AUFGABEN:
A. Fasse den Textauszug über Sophie und den Hof in Hannover in zwei Sätzen zusammen.
B. Setze den Textauszug über Sophie und den Hof in Hannover im Anschluss an seinen letzten Satz fort.

TEXTAUSZUG:
※ ※ ※

Aber nicht nur ihr tänzerisches Talent, sondern auch ihre Schönheit und Liebenswürdigkeit erregten allgemeine Aufmerksamkeit und die Bewunderung vieler Verehrer. Sehr zum Missfallen der Gräfin Platen, die sich ebenfalls in der Entourage des Herzogs aufhielt und die mit ihren 38 Jahren auf dem glänzenden Parkett in Venedig weit weniger beachtet wurde als in dem von ihr kontrollierten Netzwerk in Hannover. Sie teilte dieses Missfallen mit dem Erbprinzen Georg Ludwig, der sich zu einer Visite in der Lagunenstadt herbeiließ und auf die Anerkennung, die seine Ehefrau dort erfuhr, weit weniger stolz als eifersüchtig war.
Nur ungern nahm Sophie das gewohnte Hofleben in Hannover wieder auf, in dem sich ihr Ehemann, meist in militärischer Mission unterwegs, rarmachte. Immerhin war er präsent genug, seine Mätresse Katharina von dem Bussche, die von seiner Mutter vom Hof verbannt worden war, gegen eine neue Favoritin, Ehrengard Melusine von der Schulenburg auszuwechseln. Und mit seiner Ehefrau die Tochter Sophie Dorothea zu zeugen: Sie kam im Jahre 1687 zur Welt.

※ ※ ※

[Zeilen aus einem Zeige-Datensatz]
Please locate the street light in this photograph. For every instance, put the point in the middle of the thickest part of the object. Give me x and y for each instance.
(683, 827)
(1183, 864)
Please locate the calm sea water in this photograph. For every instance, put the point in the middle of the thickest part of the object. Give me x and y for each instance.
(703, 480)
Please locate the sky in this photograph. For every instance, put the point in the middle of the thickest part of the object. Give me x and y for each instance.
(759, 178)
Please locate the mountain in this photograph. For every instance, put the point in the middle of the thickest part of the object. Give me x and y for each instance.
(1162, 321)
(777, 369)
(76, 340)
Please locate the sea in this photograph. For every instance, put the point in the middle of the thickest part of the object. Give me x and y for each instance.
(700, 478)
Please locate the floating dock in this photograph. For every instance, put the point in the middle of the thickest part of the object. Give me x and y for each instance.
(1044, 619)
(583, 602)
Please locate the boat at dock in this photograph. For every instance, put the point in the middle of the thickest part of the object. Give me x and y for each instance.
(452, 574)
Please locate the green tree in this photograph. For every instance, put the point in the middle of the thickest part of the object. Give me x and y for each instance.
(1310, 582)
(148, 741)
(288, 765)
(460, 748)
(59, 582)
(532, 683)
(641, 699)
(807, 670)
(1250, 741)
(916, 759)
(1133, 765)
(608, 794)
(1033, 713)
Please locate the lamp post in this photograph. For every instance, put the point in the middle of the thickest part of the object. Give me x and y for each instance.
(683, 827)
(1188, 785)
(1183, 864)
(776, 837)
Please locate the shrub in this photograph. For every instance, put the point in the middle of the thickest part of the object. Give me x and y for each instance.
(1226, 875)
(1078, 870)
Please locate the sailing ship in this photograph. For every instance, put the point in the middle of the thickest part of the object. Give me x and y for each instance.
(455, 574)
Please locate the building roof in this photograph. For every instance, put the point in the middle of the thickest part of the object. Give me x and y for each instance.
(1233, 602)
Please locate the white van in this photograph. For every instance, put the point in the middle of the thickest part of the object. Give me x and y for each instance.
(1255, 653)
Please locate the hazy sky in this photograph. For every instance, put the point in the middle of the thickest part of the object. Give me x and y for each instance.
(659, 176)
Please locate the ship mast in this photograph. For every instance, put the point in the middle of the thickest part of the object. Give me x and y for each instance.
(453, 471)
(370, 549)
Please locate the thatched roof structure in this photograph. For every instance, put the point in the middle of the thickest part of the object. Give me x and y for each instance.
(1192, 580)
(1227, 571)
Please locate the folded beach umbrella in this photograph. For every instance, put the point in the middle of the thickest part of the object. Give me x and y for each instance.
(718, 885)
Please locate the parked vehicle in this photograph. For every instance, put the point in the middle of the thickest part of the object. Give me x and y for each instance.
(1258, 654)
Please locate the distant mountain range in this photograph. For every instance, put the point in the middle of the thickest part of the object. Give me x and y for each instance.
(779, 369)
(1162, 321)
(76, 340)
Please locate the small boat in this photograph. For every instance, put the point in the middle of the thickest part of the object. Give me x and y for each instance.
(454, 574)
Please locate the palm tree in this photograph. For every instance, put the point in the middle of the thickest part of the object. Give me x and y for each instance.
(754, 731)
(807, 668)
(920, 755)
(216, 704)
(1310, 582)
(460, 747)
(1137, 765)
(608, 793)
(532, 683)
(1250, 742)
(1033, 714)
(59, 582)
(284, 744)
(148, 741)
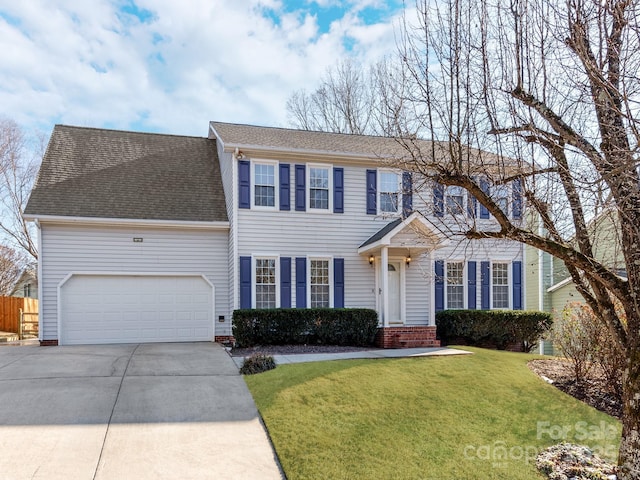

※ ※ ※

ERWARTETE ERGEBNISSE:
A. In Venedig erregte die Ehefrau des Erbprinzen Georg Ludwig mit tänzerischem Talent, Schönheit und Liebenswürdigkeit allgemeine Bewunderung, was der Gräfin Platen und dem eher eifersüchtigen als stolzen Erbprinzen missfiel. Zurück in Hannover nahm Sophie das Hofleben nur ungern wieder auf, während ihr meist abwesender Ehemann seine Mätresse Katharina von dem Bussche gegen Ehrengard Melusine von der Schulenburg austauschte und 1687 die gemeinsame Tochter Sophie Dorothea zur Welt kam.

B.
Damit meinte Georg Ludwig offenbar, seine dynastischen ebenso wie seine ehelichen Pflichten erfüllt zu haben, denn es folgten keine weiteren Kinder – wenn man von den beiden Töchtern absieht, die seine neue Mätresse von ihm bekam. Auch wenn Sophie Dorothea gern auf diese Pflichten verzichtete, so fand sie sich mit der Aussicht auf ein jahrzehntelanges, eintöniges Eheleben an der Seite eines ungeliebten Mannes doch nur schwer ab. Schließlich war sie gerade erst 21 und eine lebenslustige junge Frau.
»[…] bereits im Ausgang der 1680er-Jahre war die Ehe des Prinzenpaares so weit zerrüttet, dass es nur eines Anstoßes von außen bedurfte, um sie zu sprengen«, konstatiert der Historiker Georg Schnath, der sich jahrzehntelang mit dem Schicksal von Prinzessin Sophie Dorothea beschäftigt hat.[2]
Der Anstoß ließ nicht lange auf sich warten. Auf einem Maskenball, den Herzog Ernst August nach venezianischem Vorbild im Februar 1690 im Schloss von Hannover gab, traf die Prinzessin auf einen Mann, der sie auf Anhieb in seinen Bann zog: den blendend aussehenden Grafen Philipp Christoph von Königsmarck, mit 24 Jahren gerade ein Jahr älter als sie selbst und seit Kurzem Offizier in der Garde des Herzogs Ernst August.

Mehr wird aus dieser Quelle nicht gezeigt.